Data for analysis:
=== Begin Enclosure ===

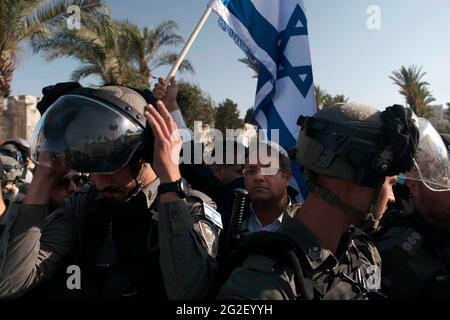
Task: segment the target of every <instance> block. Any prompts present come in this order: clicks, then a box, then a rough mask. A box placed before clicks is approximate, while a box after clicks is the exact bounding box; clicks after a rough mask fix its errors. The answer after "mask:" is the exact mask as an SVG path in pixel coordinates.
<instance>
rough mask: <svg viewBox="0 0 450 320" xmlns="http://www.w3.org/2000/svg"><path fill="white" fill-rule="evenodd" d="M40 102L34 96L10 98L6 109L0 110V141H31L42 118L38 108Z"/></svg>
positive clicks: (13, 96) (38, 99)
mask: <svg viewBox="0 0 450 320" xmlns="http://www.w3.org/2000/svg"><path fill="white" fill-rule="evenodd" d="M39 100H40V99H39V98H37V97H34V96H13V97H8V99H7V102H6V109H4V110H0V141H5V140H7V139H9V138H16V137H19V138H23V139H25V140H27V141H31V136H32V135H33V131H34V128H35V127H36V124H37V122H38V121H39V119H40V117H41V115H40V113H39V111H38V110H37V108H36V104H37V103H38V102H39Z"/></svg>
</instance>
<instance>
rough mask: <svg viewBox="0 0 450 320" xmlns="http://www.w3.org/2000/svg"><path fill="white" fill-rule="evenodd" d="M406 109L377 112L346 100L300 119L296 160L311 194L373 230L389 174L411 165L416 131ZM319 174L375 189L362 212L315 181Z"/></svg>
mask: <svg viewBox="0 0 450 320" xmlns="http://www.w3.org/2000/svg"><path fill="white" fill-rule="evenodd" d="M413 116H414V115H413V113H412V111H411V110H410V109H408V108H405V107H402V106H400V105H393V106H391V107H387V108H386V109H385V110H384V111H378V110H376V109H375V108H373V107H370V106H366V105H362V104H355V103H346V104H339V105H336V106H333V107H329V108H324V109H322V110H320V111H318V112H317V113H316V114H315V115H314V116H313V117H300V119H299V122H298V124H300V125H301V126H302V129H301V132H300V135H299V139H298V142H297V161H298V163H299V164H300V166H301V167H302V168H303V170H304V173H305V177H306V179H307V182H308V184H309V187H310V189H311V191H312V192H316V193H317V194H318V195H319V196H320V197H322V198H323V199H324V200H325V201H327V202H328V203H330V204H331V205H333V206H336V207H339V208H340V209H342V210H343V211H344V212H347V213H349V214H351V215H353V216H356V217H357V219H358V220H359V223H358V227H359V228H361V229H363V230H366V231H373V230H374V229H376V228H377V225H378V220H376V218H375V216H374V212H376V211H377V200H378V198H379V195H380V192H381V188H382V185H383V183H384V181H385V180H386V177H388V176H395V175H398V174H399V173H401V172H406V171H409V170H411V169H412V168H413V166H414V156H415V153H416V149H417V145H418V141H419V130H418V127H417V121H416V120H415V118H414V117H413ZM317 175H326V176H331V177H335V178H340V179H344V180H350V181H353V182H355V183H356V184H358V185H362V186H366V187H370V188H373V189H374V190H375V192H374V194H373V199H372V202H371V204H370V207H369V208H367V210H366V211H363V210H359V209H356V208H355V207H353V206H351V205H350V204H348V203H346V202H344V201H342V200H341V199H340V198H339V197H338V196H337V195H336V194H335V193H334V192H332V190H328V189H326V188H325V187H323V186H321V185H319V184H318V183H317V179H316V177H317Z"/></svg>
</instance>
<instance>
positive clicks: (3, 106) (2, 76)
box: [0, 52, 14, 114]
mask: <svg viewBox="0 0 450 320" xmlns="http://www.w3.org/2000/svg"><path fill="white" fill-rule="evenodd" d="M13 73H14V64H13V63H12V61H11V59H10V58H9V56H7V55H6V54H4V53H3V52H1V53H0V114H1V113H3V111H4V110H3V108H4V100H5V98H6V97H8V96H9V94H10V93H11V81H12V77H13Z"/></svg>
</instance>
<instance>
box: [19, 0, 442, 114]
mask: <svg viewBox="0 0 450 320" xmlns="http://www.w3.org/2000/svg"><path fill="white" fill-rule="evenodd" d="M267 1H271V0H267ZM107 3H108V4H109V6H110V12H111V14H112V16H113V17H114V18H116V19H129V20H131V21H133V22H135V23H136V24H138V25H139V26H141V27H143V26H155V25H156V24H158V23H160V22H162V21H165V20H168V19H172V20H175V21H176V22H177V23H178V24H179V26H180V30H179V33H180V34H181V35H182V36H183V37H184V38H185V39H187V38H188V37H189V35H190V33H191V32H192V30H193V28H194V26H195V24H196V22H197V20H198V18H199V17H200V16H201V14H202V13H203V11H204V10H205V8H206V3H207V0H128V1H119V0H110V1H107ZM370 5H376V6H378V7H379V9H380V18H381V19H380V29H376V30H369V29H368V27H367V20H368V19H369V14H368V13H367V8H368V7H369V6H370ZM305 6H306V10H307V12H306V14H307V18H308V22H309V34H310V45H311V56H312V66H313V73H314V82H315V83H316V84H319V85H320V86H321V87H322V88H325V89H327V90H328V92H330V93H332V94H345V95H346V96H349V97H350V98H351V100H353V101H358V102H363V103H366V104H370V105H373V106H375V107H377V108H379V109H384V107H386V106H388V105H391V104H394V103H402V104H403V103H404V100H403V98H402V97H401V96H400V95H399V94H398V88H397V87H396V86H395V85H394V84H393V83H392V80H390V79H389V75H390V74H391V72H392V70H394V69H398V68H399V67H400V66H402V65H404V66H409V65H412V64H416V65H418V66H422V67H423V70H424V71H426V72H427V75H426V76H425V80H426V81H428V82H430V84H431V86H430V89H431V92H432V94H433V95H434V97H435V98H436V103H437V104H444V103H446V102H450V87H449V83H450V59H449V58H448V57H449V55H450V36H449V31H450V1H448V0H433V1H430V0H395V1H392V0H370V1H368V0H305ZM180 50H181V48H180ZM25 52H26V50H25ZM242 57H244V54H243V53H242V52H241V51H240V49H239V48H238V47H237V46H236V45H235V44H234V42H233V40H232V39H230V38H229V37H228V35H227V34H225V32H223V31H222V30H221V29H220V28H219V27H218V25H217V16H216V15H215V14H211V16H210V17H209V19H208V21H207V23H206V24H205V26H204V28H203V30H202V31H201V32H200V35H199V37H198V38H197V40H196V41H195V43H194V45H193V47H192V49H191V50H190V52H189V53H188V56H187V58H188V59H189V60H190V61H191V62H192V64H193V66H194V68H195V70H196V73H195V74H194V75H188V74H181V75H179V77H181V78H182V79H186V80H189V81H193V82H195V83H197V84H199V85H200V86H201V87H202V88H203V89H204V90H205V91H206V92H208V93H209V94H210V95H211V97H212V99H213V100H214V101H215V102H216V103H220V102H222V101H223V100H225V99H226V98H230V99H232V100H234V101H235V102H236V103H237V104H238V106H239V110H240V111H241V115H242V116H243V113H244V112H245V110H246V109H248V108H249V107H251V106H253V101H254V96H255V89H256V79H255V78H252V76H253V73H252V71H251V70H250V69H248V68H247V67H246V66H245V65H243V64H242V63H240V62H238V61H237V60H238V59H239V58H242ZM76 66H77V62H76V61H73V60H69V59H58V60H55V61H53V62H51V63H47V62H45V61H44V60H43V59H42V58H41V57H40V56H39V55H32V54H31V53H25V54H24V55H23V56H22V59H21V63H20V64H19V65H18V66H17V69H16V72H15V75H14V79H13V83H12V94H13V95H22V94H28V95H35V96H41V89H42V87H44V86H46V85H49V84H53V83H55V82H61V81H69V80H70V78H69V77H70V74H71V72H72V71H73V70H74V69H75V67H76ZM168 70H169V68H162V69H159V70H156V71H155V74H156V75H158V76H162V77H165V76H166V75H167V73H168ZM82 83H83V84H84V85H87V84H97V83H98V82H97V79H95V78H89V79H87V80H86V81H84V82H82Z"/></svg>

=== End Enclosure ===

Where an entry holds an image, drop the image and copy the remaining text exactly.

Task: segment the target of every <instance> block. Any prompts present come in this order: clicks, then a box, then a rough mask. A box placed before clicks is approximate, while a box after clicks is the exact bounding box; clicks after a rough mask fix its errors. The answer after "mask:" is the exact mask as an SVG path in pixel coordinates.
<instance>
rough mask: <svg viewBox="0 0 450 320" xmlns="http://www.w3.org/2000/svg"><path fill="white" fill-rule="evenodd" d="M40 102L34 96L10 98L6 109L0 110V141H31L42 118L38 108Z"/></svg>
positive clicks: (13, 96) (38, 99)
mask: <svg viewBox="0 0 450 320" xmlns="http://www.w3.org/2000/svg"><path fill="white" fill-rule="evenodd" d="M39 100H40V99H39V98H37V97H34V96H13V97H8V99H7V102H6V109H4V110H0V141H5V140H7V139H9V138H16V137H19V138H23V139H25V140H27V141H31V136H32V135H33V131H34V128H35V127H36V124H37V122H38V121H39V119H40V117H41V115H40V113H39V111H38V110H37V108H36V104H37V103H38V102H39Z"/></svg>
</instance>
<instance>
rough mask: <svg viewBox="0 0 450 320" xmlns="http://www.w3.org/2000/svg"><path fill="white" fill-rule="evenodd" d="M406 109L377 112L346 100L300 119L296 160L311 194L373 230L389 174L411 165L416 131ZM319 174L375 189L362 212L315 181Z"/></svg>
mask: <svg viewBox="0 0 450 320" xmlns="http://www.w3.org/2000/svg"><path fill="white" fill-rule="evenodd" d="M413 116H414V115H413V113H412V111H411V110H410V109H408V108H405V107H402V106H400V105H393V106H391V107H387V108H386V109H385V110H384V111H378V110H376V109H375V108H373V107H370V106H366V105H362V104H355V103H346V104H339V105H336V106H333V107H329V108H324V109H322V110H320V111H318V112H317V113H316V114H315V115H314V116H313V117H300V119H299V122H298V124H300V125H301V126H302V129H301V132H300V135H299V139H298V142H297V161H298V163H299V164H300V166H301V167H302V168H303V170H304V173H305V177H306V179H307V182H308V184H309V187H310V189H311V191H312V192H316V193H317V194H318V195H319V196H320V197H322V198H323V199H324V200H325V201H327V202H328V203H330V204H331V205H333V206H336V207H339V208H340V209H342V210H343V211H344V212H347V213H349V214H351V215H353V216H356V217H357V219H358V220H359V223H358V227H359V228H361V229H363V230H366V231H373V230H374V229H376V228H377V225H378V220H376V218H375V216H374V212H376V211H377V200H378V198H379V195H380V192H381V188H382V185H383V183H384V181H385V180H386V177H388V176H395V175H398V174H399V173H401V172H406V171H409V170H411V169H412V168H413V166H414V156H415V153H416V149H417V145H418V141H419V130H418V127H417V121H416V120H415V118H414V117H413ZM317 175H326V176H331V177H335V178H340V179H344V180H350V181H353V182H355V183H356V184H358V185H362V186H366V187H370V188H373V189H374V190H375V192H374V194H373V199H372V202H371V204H370V207H369V208H367V210H366V211H363V210H359V209H356V208H355V207H353V206H351V205H350V204H348V203H346V202H344V201H342V200H341V199H340V198H339V197H338V196H337V195H336V194H335V193H334V192H332V190H328V189H326V188H325V187H323V186H321V185H319V184H318V183H317V179H316V177H317Z"/></svg>
</instance>
<instance>
positive clicks: (3, 106) (2, 76)
box: [0, 52, 14, 114]
mask: <svg viewBox="0 0 450 320" xmlns="http://www.w3.org/2000/svg"><path fill="white" fill-rule="evenodd" d="M13 73H14V64H13V63H12V61H11V59H10V58H9V56H7V55H6V54H4V53H3V52H1V53H0V114H1V113H3V111H4V110H3V108H4V100H5V98H6V97H8V96H9V94H10V93H11V81H12V77H13Z"/></svg>
</instance>
<instance>
box: [19, 0, 442, 114]
mask: <svg viewBox="0 0 450 320" xmlns="http://www.w3.org/2000/svg"><path fill="white" fill-rule="evenodd" d="M267 1H271V0H267ZM107 3H108V4H109V6H110V12H111V14H112V16H113V17H114V18H116V19H129V20H131V21H133V22H135V23H136V24H138V25H139V26H141V27H143V26H155V25H156V24H158V23H160V22H162V21H165V20H168V19H172V20H175V21H176V22H177V23H178V24H179V26H180V30H179V33H180V34H181V35H182V36H183V37H184V38H185V39H187V38H188V37H189V35H190V33H191V32H192V30H193V28H194V26H195V24H196V22H197V20H198V18H199V17H200V16H201V14H202V13H203V11H204V10H205V8H206V3H207V0H128V1H119V0H110V1H107ZM370 5H376V6H378V7H379V9H380V18H381V19H380V29H376V30H369V29H368V27H367V20H368V19H369V14H368V13H367V8H368V7H369V6H370ZM305 6H306V10H307V12H306V14H307V18H308V22H309V34H310V45H311V56H312V66H313V73H314V82H315V83H316V84H319V85H320V86H321V87H322V88H325V89H327V90H328V92H330V93H332V94H345V95H346V96H349V97H350V98H351V100H353V101H358V102H363V103H366V104H370V105H373V106H375V107H377V108H379V109H384V107H386V106H388V105H391V104H394V103H402V104H403V103H404V100H403V98H402V97H401V96H400V95H399V94H398V88H397V87H396V86H395V85H394V84H393V83H392V80H390V79H389V75H390V74H391V72H392V70H394V69H398V68H399V67H400V66H402V65H404V66H409V65H412V64H416V65H418V66H422V67H423V70H424V71H426V72H427V75H426V76H425V80H426V81H428V82H430V84H431V86H430V89H431V92H432V94H433V95H434V97H435V98H436V103H437V104H444V103H446V102H450V87H449V83H450V59H449V58H448V57H449V55H450V36H449V31H450V1H448V0H433V1H430V0H395V1H392V0H370V1H368V0H305ZM180 50H181V48H180ZM25 52H26V50H25ZM242 57H244V54H243V53H242V52H241V51H240V49H239V48H238V47H237V46H236V45H235V44H234V42H233V40H232V39H230V38H229V37H228V35H227V34H225V32H223V31H222V30H221V29H220V28H219V27H218V25H217V16H216V15H215V14H211V16H210V17H209V19H208V21H207V23H206V24H205V26H204V28H203V30H202V31H201V32H200V35H199V37H198V38H197V40H196V41H195V43H194V45H193V47H192V49H191V50H190V52H189V53H188V56H187V58H188V59H189V60H190V61H191V62H192V64H193V66H194V68H195V70H196V73H195V74H194V75H188V74H181V75H179V77H181V78H182V79H186V80H189V81H193V82H195V83H197V84H199V85H200V86H201V87H202V88H203V89H204V90H205V91H206V92H208V93H209V94H210V95H211V97H212V99H213V100H214V101H215V102H216V103H220V102H222V101H223V100H225V99H226V98H230V99H232V100H234V101H235V102H236V103H237V104H238V106H239V110H240V111H241V115H242V116H243V113H244V112H245V110H246V109H248V108H249V107H251V106H253V101H254V96H255V89H256V79H255V78H252V76H253V73H252V71H251V70H250V69H248V68H247V67H246V66H245V65H243V64H242V63H240V62H238V61H237V60H238V59H239V58H242ZM76 66H77V62H76V61H73V60H69V59H58V60H55V61H53V62H51V63H47V62H45V61H44V60H43V59H42V58H41V57H40V56H39V55H32V54H31V53H25V54H24V55H23V56H22V59H21V63H20V64H19V65H18V66H17V69H16V72H15V75H14V79H13V83H12V94H13V95H22V94H28V95H35V96H41V89H42V87H44V86H46V85H49V84H53V83H55V82H61V81H69V80H70V78H69V77H70V74H71V72H72V71H73V70H74V69H75V67H76ZM168 70H169V68H162V69H159V70H156V71H155V74H156V75H158V76H162V77H165V76H166V75H167V73H168ZM82 83H83V84H84V85H87V84H97V83H98V82H97V79H95V78H89V79H87V80H86V81H84V82H82Z"/></svg>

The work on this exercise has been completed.